Reproduce the records below line for line, changing nothing.

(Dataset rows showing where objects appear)
>>>

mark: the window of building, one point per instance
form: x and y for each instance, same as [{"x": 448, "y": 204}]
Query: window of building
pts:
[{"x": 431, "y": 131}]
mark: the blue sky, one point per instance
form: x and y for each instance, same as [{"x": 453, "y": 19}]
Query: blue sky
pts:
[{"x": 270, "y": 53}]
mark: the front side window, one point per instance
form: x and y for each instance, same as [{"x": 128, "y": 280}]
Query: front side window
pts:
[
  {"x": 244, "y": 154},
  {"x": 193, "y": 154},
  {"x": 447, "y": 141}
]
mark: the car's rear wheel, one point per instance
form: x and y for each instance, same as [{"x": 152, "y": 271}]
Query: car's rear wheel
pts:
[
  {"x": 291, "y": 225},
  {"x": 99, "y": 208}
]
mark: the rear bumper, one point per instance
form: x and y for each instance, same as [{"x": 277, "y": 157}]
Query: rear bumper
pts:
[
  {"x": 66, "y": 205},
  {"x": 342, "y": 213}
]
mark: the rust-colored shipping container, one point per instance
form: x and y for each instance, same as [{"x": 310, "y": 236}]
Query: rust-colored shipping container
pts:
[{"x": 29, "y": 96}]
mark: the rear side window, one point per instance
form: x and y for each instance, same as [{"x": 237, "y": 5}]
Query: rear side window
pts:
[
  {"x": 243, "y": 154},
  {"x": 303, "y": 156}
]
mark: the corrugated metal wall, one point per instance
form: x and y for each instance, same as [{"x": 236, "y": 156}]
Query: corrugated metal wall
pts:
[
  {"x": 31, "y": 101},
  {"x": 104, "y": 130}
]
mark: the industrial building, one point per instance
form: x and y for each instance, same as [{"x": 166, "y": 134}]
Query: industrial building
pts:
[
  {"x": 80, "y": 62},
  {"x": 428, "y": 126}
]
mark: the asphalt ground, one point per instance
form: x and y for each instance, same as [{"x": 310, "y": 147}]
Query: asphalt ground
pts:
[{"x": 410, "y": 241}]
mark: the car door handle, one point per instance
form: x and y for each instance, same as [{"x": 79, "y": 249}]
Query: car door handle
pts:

<<<

# EXERCISE RESULT
mark: the window of building, one point per instance
form: x and y for each instance, same as [{"x": 448, "y": 204}]
Query: window of building
pts:
[{"x": 431, "y": 131}]
mark: the blue sky, one point per instance
form: x and y for each instance, same as [{"x": 453, "y": 19}]
Query: blue sky
pts:
[{"x": 270, "y": 53}]
mark: the front side window, one point per instance
form: x and y for each instance, same as [{"x": 128, "y": 280}]
Query: front side window
pts:
[
  {"x": 244, "y": 154},
  {"x": 193, "y": 154},
  {"x": 447, "y": 141}
]
mark: the car's rear wheel, one point per instance
form: x and y for each instance, same as [{"x": 152, "y": 271}]
Query: car's rear wheel
pts:
[
  {"x": 291, "y": 225},
  {"x": 99, "y": 208}
]
mark: the rear bumper, one point per instance
form: x and y for each instance, same as [{"x": 277, "y": 157}]
Query: rear bumper
pts:
[
  {"x": 66, "y": 205},
  {"x": 342, "y": 213}
]
mark: the rust-colored shipping container, one point per instance
form: x and y for each instance, same as [{"x": 310, "y": 236}]
Query: rust-colored shipping container
pts:
[{"x": 29, "y": 96}]
mark: the rear side window, one point per instance
form: x and y for each instance, same as [{"x": 237, "y": 5}]
Query: rear side window
pts:
[
  {"x": 243, "y": 154},
  {"x": 303, "y": 156}
]
mark: the corrugated metal wall, one point per instance
form: x and y for each instance, same as [{"x": 236, "y": 156}]
Query: corrugated metal wall
pts:
[
  {"x": 31, "y": 101},
  {"x": 104, "y": 130}
]
mark: the industrial building, one point per instance
form: x and y for each instance, same as [{"x": 166, "y": 134}]
Query: industrial building
pts:
[
  {"x": 80, "y": 62},
  {"x": 428, "y": 126}
]
mark: the asphalt ground, one point per instance
form: x and y for each instance, same as [{"x": 310, "y": 147}]
Query: asphalt ground
pts:
[{"x": 410, "y": 241}]
mark: the car door handle, one point per instance
form: x and y for each instance, same as [{"x": 79, "y": 249}]
Query: car door handle
pts:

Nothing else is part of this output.